#### What the exercise asks:
Retype the data that follows line by line, exactly, and leave its pictures out.
--- START OF Supplied material ---
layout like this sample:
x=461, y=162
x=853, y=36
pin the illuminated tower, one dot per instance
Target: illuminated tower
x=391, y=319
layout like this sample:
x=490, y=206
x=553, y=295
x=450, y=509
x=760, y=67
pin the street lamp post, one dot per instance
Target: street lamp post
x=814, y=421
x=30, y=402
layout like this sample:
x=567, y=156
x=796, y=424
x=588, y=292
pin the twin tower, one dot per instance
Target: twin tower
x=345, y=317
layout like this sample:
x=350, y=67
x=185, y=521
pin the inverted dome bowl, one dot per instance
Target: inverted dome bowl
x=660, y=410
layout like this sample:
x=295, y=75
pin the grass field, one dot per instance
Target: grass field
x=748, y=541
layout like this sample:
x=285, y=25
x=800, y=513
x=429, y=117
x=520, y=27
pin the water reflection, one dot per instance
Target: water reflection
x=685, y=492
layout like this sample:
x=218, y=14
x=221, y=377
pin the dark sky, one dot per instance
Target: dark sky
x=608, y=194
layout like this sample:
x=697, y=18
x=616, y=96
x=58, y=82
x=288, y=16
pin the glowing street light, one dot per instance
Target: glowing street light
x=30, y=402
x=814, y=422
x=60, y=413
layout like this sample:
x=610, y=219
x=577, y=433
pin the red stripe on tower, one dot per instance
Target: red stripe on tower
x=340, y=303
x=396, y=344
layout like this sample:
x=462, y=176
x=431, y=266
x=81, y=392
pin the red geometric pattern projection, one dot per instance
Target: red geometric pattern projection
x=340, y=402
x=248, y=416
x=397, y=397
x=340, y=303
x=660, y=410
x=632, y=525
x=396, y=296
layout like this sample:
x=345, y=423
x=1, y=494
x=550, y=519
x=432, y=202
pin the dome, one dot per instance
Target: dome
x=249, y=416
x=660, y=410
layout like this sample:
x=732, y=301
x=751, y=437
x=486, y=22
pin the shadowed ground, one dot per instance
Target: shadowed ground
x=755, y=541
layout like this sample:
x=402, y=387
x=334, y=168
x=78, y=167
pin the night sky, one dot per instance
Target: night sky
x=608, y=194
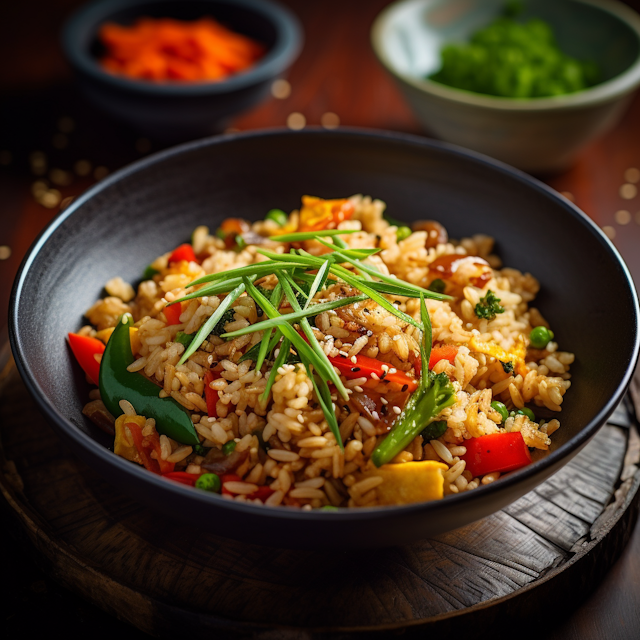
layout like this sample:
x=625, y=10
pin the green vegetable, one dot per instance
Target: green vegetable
x=527, y=412
x=228, y=447
x=434, y=431
x=219, y=328
x=540, y=337
x=501, y=409
x=301, y=236
x=507, y=367
x=149, y=272
x=278, y=216
x=438, y=286
x=208, y=326
x=184, y=338
x=514, y=59
x=434, y=394
x=292, y=272
x=209, y=482
x=489, y=306
x=116, y=383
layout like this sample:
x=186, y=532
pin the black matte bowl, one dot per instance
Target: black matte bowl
x=120, y=225
x=181, y=110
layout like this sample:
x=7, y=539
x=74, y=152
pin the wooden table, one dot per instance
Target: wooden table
x=336, y=79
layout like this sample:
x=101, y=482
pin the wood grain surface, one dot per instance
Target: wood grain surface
x=338, y=74
x=167, y=579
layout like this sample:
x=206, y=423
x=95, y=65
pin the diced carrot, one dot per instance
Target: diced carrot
x=166, y=49
x=172, y=313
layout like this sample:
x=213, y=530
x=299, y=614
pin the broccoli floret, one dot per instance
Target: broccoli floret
x=489, y=306
x=507, y=366
x=227, y=316
x=435, y=393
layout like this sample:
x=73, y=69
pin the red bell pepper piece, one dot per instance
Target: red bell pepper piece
x=183, y=252
x=182, y=477
x=229, y=477
x=85, y=349
x=496, y=452
x=365, y=366
x=145, y=445
x=442, y=352
x=211, y=396
x=261, y=494
x=172, y=313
--- END OF Supplied material ---
#### Exercise response:
layout like this sample:
x=461, y=162
x=853, y=36
pin the illuminated tower, one dot per instance
Target: illuminated tower
x=391, y=319
layout like this sample:
x=490, y=206
x=553, y=295
x=450, y=509
x=760, y=67
pin the street lamp post, one dot per instance
Target: street lamp post
x=814, y=421
x=30, y=402
layout like this sample:
x=567, y=156
x=796, y=424
x=588, y=292
pin the twin tower, one dot per instance
Target: twin tower
x=345, y=317
layout like this sample:
x=350, y=67
x=185, y=521
pin the inverted dome bowl, one dot per instance
Target: inverted dome bowl
x=660, y=410
layout like this sample:
x=295, y=75
pin the grass field, one dot per instance
Target: grass field
x=748, y=541
layout like this sample:
x=285, y=25
x=800, y=513
x=429, y=117
x=520, y=27
pin the water reflection, one dot per instance
Target: water reflection
x=685, y=492
layout like this sample:
x=218, y=14
x=221, y=377
pin the dark sky, one dot per instance
Target: dark sky
x=608, y=194
layout like this sample:
x=697, y=18
x=616, y=96
x=58, y=82
x=288, y=16
pin the glowing street light, one dot per instance
Target: glowing street light
x=30, y=402
x=814, y=422
x=60, y=413
layout like this sample:
x=610, y=219
x=577, y=433
pin the red stripe on tower, one dot per instance
Target: red stripe on tower
x=340, y=303
x=396, y=344
layout like this sample:
x=462, y=176
x=431, y=266
x=81, y=392
pin the red geometric pattern projection, one dot per instance
Target: red geometric pattern projection
x=340, y=402
x=248, y=416
x=397, y=397
x=340, y=303
x=660, y=410
x=632, y=525
x=396, y=296
layout like this sample:
x=345, y=423
x=1, y=494
x=550, y=519
x=432, y=202
pin the dome, one dot per instance
Target: dome
x=249, y=416
x=660, y=410
layout like this sample:
x=732, y=301
x=751, y=437
x=486, y=22
pin the shadowed ground, one dot per instance
Target: shadowed ground
x=755, y=541
layout like this sample:
x=402, y=387
x=334, y=168
x=78, y=167
pin the night sky, one dot per instance
Target: night sky
x=608, y=194
layout like this sample:
x=625, y=10
pin the green vegetable, one dot per instance
Target: green vegetable
x=527, y=412
x=228, y=447
x=434, y=431
x=219, y=328
x=540, y=337
x=501, y=409
x=301, y=236
x=507, y=367
x=149, y=272
x=278, y=216
x=438, y=286
x=208, y=326
x=184, y=338
x=514, y=59
x=434, y=394
x=292, y=272
x=209, y=482
x=489, y=306
x=116, y=383
layout like this sample:
x=186, y=532
pin the black matte bowl, one dot per instance
Target: black matte bowl
x=120, y=225
x=181, y=110
layout like this sample:
x=7, y=539
x=74, y=152
pin the wooden table, one dot per instance
Target: wooden table
x=336, y=79
layout like this sample:
x=101, y=482
pin the wood grain surface, one dot per instance
Target: wood grain surface
x=338, y=74
x=167, y=579
layout like this sample:
x=206, y=423
x=95, y=65
pin the diced carrot, one dot per instance
Target: diced carrot
x=166, y=49
x=172, y=313
layout like this sample:
x=213, y=530
x=299, y=614
pin the broccoli floret, one dot per instance
Target: broccoli floret
x=489, y=306
x=507, y=366
x=227, y=316
x=435, y=393
layout like this sample:
x=73, y=69
pin the red bell pepper piece, one dot per instance
Target: red bell pepper piece
x=183, y=252
x=182, y=477
x=229, y=477
x=85, y=349
x=496, y=452
x=365, y=366
x=145, y=445
x=442, y=352
x=211, y=396
x=261, y=494
x=172, y=313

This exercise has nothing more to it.